##### Document section
I love my clothesline. It has totally revolutionized my feelings about doing laundry. I love hauling the basket of damp clothes up to the bedroom, stepping out onto the upper deck, and pegging them out in the sun. It takes longer to dry them now than it did a couple of months ago. And I’ve learned to peg carefully so the autumn wind doesn’t turn AJ’s boxers into kites.

Mr. Spy uses the line too, although he tends to eschew the bag of wooden clothespins and instead puts his clothes on hangers hooked over the line, which is a long, smooth plastic cord that retracts back inside a holder on the wall when not in use. But on days like today, where the wind blows in great swirls, Mr. Spy’s running shirts slide up and down the line on their hangers like ghosts in a foot race. They are now huddled at one in as if cowering against some unseen predator. In a few minutes, they will dance past my window again, for so it has gone all morning.
##########
■ **Requests**:
1) In the clothesline passage, what does Mr. Spy use instead of the wooden clothespins to put his clothes on the line?
2) Reproduce the clothesline passage word for word, from "I love my clothesline." up to and including "boxers into kites.".
##### Data shown
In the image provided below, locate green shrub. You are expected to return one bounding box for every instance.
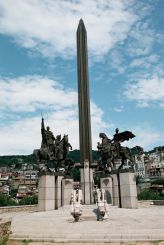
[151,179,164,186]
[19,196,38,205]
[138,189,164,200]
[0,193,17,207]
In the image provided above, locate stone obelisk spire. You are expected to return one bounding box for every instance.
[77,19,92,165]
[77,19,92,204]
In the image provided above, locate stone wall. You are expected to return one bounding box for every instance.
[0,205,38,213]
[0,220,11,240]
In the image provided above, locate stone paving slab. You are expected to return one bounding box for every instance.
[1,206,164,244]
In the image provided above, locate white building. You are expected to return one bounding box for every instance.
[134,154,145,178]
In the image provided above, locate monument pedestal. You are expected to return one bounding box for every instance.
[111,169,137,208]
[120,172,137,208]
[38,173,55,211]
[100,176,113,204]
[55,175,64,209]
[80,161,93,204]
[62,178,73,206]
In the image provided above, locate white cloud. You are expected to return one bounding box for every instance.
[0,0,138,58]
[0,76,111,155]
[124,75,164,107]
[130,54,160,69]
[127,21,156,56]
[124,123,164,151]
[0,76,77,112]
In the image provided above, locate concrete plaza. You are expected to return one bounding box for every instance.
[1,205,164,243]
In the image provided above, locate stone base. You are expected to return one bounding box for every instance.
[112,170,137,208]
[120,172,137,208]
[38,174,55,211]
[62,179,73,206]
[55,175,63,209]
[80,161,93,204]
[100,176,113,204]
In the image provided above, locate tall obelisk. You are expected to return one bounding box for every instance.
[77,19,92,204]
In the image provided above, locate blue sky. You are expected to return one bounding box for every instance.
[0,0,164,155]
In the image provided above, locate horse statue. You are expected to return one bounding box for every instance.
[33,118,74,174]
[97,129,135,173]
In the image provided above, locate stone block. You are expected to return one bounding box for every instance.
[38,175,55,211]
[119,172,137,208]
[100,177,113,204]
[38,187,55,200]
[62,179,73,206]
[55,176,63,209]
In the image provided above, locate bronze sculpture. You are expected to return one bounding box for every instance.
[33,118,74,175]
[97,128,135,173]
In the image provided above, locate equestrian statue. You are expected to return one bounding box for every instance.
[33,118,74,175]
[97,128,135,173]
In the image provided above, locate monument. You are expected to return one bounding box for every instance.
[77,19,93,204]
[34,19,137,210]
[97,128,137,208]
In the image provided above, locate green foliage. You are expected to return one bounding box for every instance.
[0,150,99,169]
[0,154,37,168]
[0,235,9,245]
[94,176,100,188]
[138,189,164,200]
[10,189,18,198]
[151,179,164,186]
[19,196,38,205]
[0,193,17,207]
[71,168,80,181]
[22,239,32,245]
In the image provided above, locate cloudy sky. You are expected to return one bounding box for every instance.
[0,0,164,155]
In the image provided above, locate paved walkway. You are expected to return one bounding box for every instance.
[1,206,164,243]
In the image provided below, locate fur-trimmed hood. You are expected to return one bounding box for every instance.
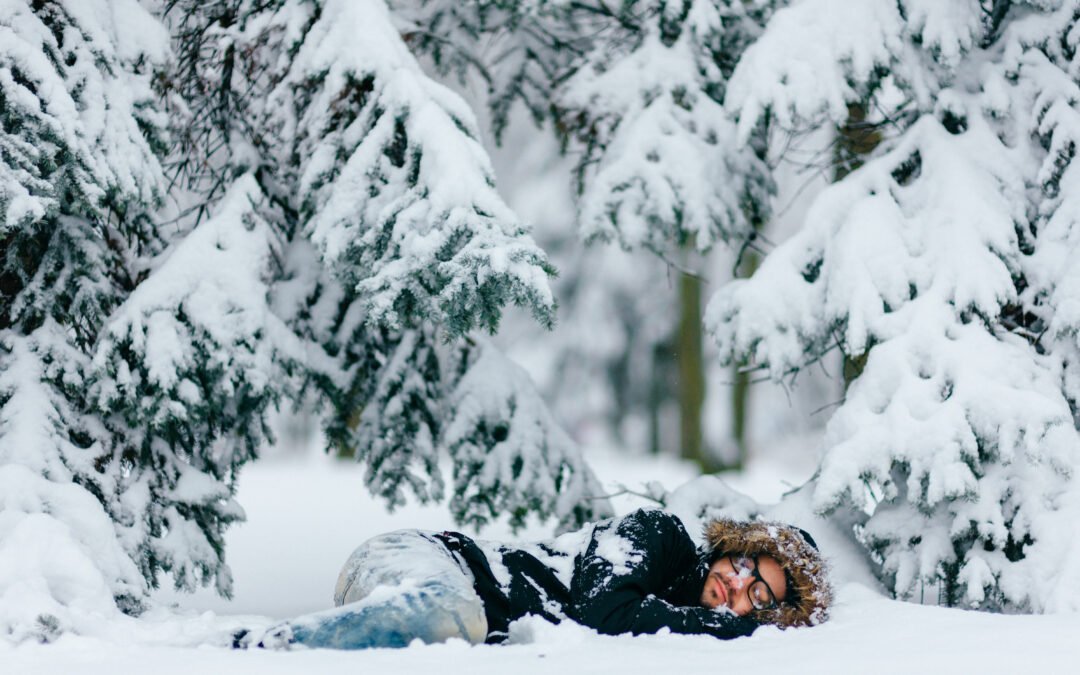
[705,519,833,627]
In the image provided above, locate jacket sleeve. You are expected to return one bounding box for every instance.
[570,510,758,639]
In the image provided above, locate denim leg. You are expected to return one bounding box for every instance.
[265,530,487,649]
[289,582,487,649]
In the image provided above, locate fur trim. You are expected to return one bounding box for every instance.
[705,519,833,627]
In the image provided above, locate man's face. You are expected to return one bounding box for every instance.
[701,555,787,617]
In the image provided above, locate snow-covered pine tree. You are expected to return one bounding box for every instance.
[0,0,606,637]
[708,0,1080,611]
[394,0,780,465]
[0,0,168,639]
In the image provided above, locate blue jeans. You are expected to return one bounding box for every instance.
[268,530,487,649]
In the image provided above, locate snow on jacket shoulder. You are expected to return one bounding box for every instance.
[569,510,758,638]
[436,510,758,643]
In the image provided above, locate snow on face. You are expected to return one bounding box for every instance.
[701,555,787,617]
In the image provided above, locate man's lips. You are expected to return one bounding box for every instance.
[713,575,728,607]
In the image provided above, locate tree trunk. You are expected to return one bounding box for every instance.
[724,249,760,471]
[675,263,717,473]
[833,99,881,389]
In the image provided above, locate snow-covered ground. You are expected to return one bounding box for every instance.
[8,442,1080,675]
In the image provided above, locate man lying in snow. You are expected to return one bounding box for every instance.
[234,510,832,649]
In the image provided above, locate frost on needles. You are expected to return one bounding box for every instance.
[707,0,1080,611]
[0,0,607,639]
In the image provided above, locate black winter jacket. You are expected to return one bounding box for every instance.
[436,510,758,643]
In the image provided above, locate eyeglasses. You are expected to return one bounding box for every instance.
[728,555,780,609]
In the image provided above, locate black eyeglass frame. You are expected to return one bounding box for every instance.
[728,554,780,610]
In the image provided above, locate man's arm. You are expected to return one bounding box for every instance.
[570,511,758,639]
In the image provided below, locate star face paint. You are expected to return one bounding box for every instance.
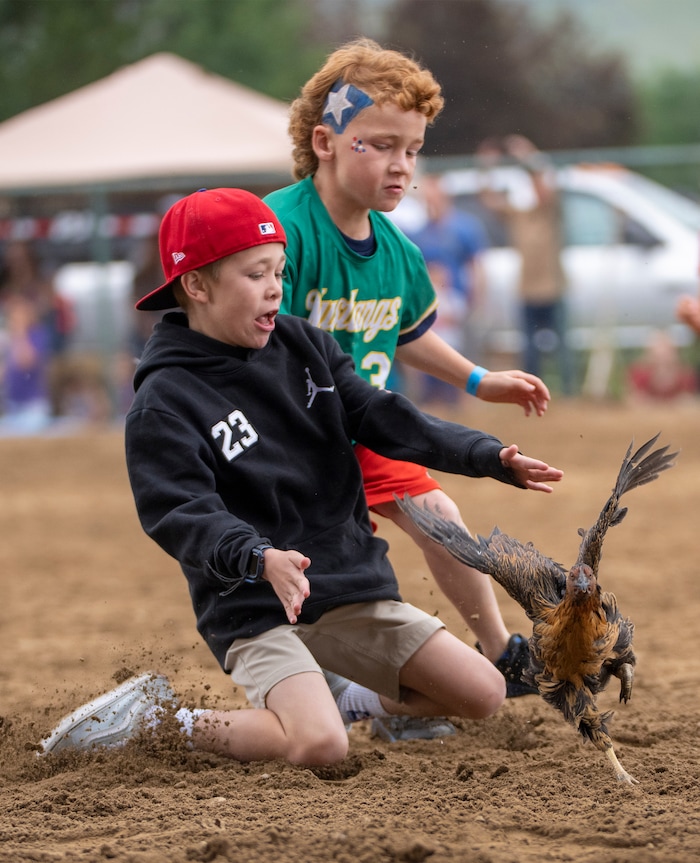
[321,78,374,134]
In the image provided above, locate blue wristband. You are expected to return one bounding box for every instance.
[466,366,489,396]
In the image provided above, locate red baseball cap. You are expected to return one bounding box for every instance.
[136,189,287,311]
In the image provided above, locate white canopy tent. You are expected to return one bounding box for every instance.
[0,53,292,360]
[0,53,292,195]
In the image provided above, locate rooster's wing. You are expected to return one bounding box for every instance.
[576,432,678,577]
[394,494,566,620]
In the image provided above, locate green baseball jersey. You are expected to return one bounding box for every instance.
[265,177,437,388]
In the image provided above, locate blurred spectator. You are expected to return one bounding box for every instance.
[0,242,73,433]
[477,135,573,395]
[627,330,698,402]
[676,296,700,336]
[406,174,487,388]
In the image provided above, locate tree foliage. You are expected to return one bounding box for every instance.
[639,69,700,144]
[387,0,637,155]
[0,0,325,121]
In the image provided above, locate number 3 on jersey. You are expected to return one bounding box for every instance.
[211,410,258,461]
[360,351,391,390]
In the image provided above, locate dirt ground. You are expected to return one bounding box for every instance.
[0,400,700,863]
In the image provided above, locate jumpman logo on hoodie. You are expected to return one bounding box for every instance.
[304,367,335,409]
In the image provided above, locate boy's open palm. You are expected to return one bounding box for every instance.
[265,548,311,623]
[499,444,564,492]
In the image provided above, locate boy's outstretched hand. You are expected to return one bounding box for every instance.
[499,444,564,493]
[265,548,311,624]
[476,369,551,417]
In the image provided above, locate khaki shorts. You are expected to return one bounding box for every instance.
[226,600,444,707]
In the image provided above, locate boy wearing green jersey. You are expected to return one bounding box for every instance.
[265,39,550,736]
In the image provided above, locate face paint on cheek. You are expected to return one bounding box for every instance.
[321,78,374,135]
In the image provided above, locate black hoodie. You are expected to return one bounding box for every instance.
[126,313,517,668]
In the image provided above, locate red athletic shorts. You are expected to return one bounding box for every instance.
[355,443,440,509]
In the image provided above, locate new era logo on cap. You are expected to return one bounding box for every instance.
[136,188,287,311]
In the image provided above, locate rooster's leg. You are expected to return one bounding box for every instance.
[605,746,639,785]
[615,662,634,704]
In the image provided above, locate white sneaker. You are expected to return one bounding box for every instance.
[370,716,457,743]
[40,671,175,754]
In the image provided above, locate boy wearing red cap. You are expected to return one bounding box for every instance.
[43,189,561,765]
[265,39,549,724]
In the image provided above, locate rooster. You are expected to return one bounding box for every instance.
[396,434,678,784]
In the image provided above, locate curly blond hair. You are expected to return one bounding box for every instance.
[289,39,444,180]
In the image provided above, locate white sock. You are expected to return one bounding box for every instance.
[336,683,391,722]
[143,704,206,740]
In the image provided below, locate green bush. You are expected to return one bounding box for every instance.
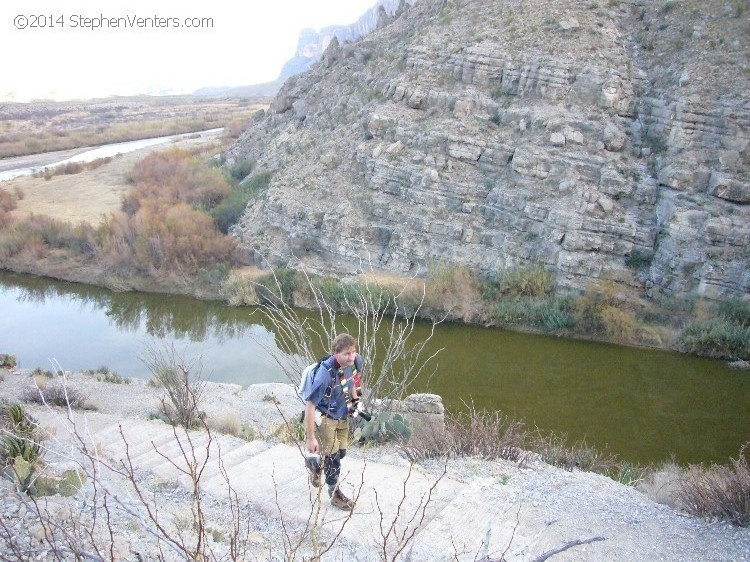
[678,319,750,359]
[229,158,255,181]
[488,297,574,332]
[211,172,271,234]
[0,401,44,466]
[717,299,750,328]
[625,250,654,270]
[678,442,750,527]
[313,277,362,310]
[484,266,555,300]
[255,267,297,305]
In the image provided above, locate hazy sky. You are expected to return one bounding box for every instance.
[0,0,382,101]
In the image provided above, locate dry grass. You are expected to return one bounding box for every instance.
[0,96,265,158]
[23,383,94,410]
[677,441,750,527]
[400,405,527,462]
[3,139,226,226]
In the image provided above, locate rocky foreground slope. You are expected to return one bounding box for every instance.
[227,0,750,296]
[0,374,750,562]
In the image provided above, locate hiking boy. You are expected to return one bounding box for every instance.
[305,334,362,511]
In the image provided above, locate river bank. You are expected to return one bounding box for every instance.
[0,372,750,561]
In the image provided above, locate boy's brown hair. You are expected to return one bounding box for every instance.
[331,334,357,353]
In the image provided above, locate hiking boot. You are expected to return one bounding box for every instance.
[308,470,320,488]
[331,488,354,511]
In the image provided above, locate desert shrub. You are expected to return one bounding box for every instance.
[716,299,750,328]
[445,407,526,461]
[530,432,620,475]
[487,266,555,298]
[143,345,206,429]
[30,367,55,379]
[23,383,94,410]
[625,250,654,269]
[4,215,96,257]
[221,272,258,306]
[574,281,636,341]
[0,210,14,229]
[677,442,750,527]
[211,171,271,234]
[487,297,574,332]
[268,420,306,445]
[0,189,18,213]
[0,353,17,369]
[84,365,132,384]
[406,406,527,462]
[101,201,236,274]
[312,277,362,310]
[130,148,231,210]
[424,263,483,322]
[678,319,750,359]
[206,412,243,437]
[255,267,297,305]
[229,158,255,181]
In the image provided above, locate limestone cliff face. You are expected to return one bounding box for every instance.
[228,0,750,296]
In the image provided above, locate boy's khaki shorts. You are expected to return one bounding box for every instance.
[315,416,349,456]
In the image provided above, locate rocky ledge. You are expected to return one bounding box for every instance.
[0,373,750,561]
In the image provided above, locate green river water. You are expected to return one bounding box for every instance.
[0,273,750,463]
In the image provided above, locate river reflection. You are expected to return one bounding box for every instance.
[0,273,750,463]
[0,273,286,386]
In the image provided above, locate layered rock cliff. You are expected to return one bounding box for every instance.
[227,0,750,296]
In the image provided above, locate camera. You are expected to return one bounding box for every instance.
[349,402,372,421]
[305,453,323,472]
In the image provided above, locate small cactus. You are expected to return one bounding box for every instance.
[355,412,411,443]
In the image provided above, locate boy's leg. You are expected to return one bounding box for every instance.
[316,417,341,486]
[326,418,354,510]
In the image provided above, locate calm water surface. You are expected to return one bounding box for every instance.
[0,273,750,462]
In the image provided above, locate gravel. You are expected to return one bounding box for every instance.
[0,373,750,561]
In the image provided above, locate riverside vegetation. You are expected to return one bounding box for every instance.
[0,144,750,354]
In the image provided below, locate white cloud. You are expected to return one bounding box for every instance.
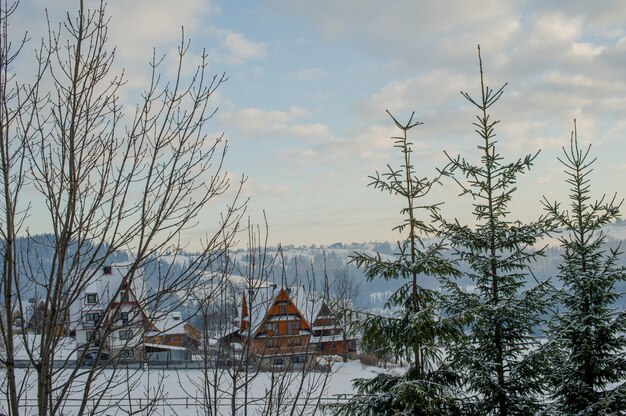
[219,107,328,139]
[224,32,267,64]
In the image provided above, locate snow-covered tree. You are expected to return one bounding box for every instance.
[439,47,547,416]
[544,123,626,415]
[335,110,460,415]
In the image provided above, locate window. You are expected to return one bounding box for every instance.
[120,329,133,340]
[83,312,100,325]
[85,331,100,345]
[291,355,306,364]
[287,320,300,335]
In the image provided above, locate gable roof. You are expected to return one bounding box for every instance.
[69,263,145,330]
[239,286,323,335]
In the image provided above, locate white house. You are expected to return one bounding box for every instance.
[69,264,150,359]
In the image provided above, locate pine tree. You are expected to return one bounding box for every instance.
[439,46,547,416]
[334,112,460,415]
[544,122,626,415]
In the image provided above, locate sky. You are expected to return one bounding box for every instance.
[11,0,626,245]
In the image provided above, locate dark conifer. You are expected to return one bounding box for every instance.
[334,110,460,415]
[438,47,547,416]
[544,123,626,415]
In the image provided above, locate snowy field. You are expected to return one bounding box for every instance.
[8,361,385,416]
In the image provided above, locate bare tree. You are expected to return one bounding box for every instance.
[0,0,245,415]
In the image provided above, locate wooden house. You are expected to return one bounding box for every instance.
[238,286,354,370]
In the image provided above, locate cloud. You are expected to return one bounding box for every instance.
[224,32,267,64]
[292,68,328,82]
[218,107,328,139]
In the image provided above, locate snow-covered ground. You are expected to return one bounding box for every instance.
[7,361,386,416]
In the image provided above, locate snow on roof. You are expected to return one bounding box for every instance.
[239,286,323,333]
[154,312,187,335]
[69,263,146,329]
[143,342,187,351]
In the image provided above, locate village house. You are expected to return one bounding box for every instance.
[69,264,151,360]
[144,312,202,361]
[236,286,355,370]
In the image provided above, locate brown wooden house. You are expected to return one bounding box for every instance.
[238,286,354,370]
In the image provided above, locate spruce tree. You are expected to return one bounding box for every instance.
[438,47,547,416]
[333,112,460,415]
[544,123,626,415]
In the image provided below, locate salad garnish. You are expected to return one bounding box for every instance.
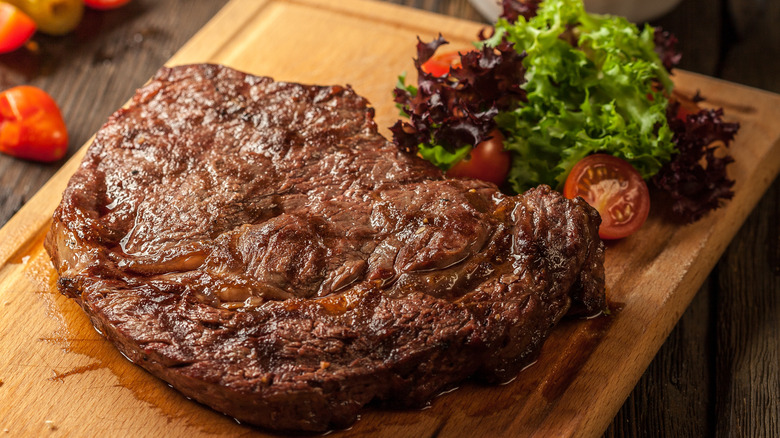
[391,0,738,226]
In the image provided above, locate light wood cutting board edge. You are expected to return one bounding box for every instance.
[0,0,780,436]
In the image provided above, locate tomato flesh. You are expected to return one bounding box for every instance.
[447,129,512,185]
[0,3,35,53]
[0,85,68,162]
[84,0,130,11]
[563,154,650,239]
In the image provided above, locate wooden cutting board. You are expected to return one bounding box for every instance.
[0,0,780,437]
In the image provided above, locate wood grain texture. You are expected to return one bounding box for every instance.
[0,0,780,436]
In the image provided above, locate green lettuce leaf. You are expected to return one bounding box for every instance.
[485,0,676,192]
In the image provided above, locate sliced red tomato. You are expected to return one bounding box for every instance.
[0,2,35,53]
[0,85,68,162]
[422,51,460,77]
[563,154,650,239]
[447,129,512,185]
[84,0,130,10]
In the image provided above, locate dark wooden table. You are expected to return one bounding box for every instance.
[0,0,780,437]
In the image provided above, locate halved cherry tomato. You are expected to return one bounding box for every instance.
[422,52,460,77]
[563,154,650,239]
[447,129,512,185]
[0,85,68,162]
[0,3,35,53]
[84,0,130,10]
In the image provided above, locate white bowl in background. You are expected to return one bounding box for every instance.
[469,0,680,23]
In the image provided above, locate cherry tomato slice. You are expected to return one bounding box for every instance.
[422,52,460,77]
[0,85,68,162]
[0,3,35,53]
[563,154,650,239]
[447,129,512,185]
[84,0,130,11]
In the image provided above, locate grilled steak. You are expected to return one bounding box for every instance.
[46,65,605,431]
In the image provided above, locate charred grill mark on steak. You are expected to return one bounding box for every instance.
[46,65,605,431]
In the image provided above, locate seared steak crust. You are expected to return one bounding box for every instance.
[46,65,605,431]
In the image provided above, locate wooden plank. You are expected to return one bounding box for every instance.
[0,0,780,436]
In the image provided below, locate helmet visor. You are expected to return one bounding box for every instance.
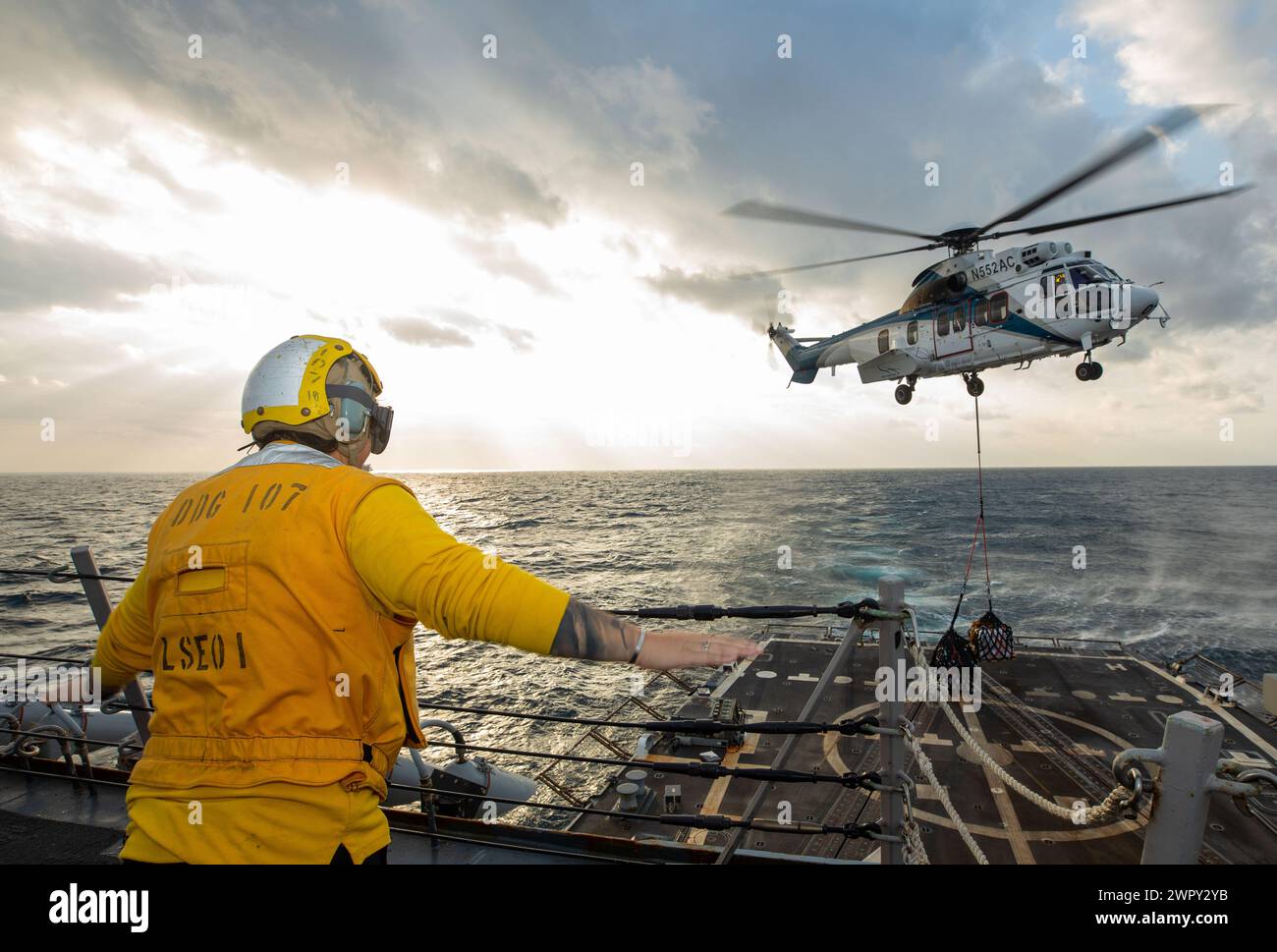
##########
■ **Results of the tasks**:
1) Hangers hooked over the line.

2)
I love my clothesline. It has totally revolutionized my feelings about doing laundry. I love hauling the basket of damp clothes up to the bedroom, stepping out onto the upper deck, and pegging them out in the sun. It takes longer to dry them now than it did a couple of months ago. And I’ve learned to peg carefully so the autumn wind doesn’t turn AJ’s boxers into kites.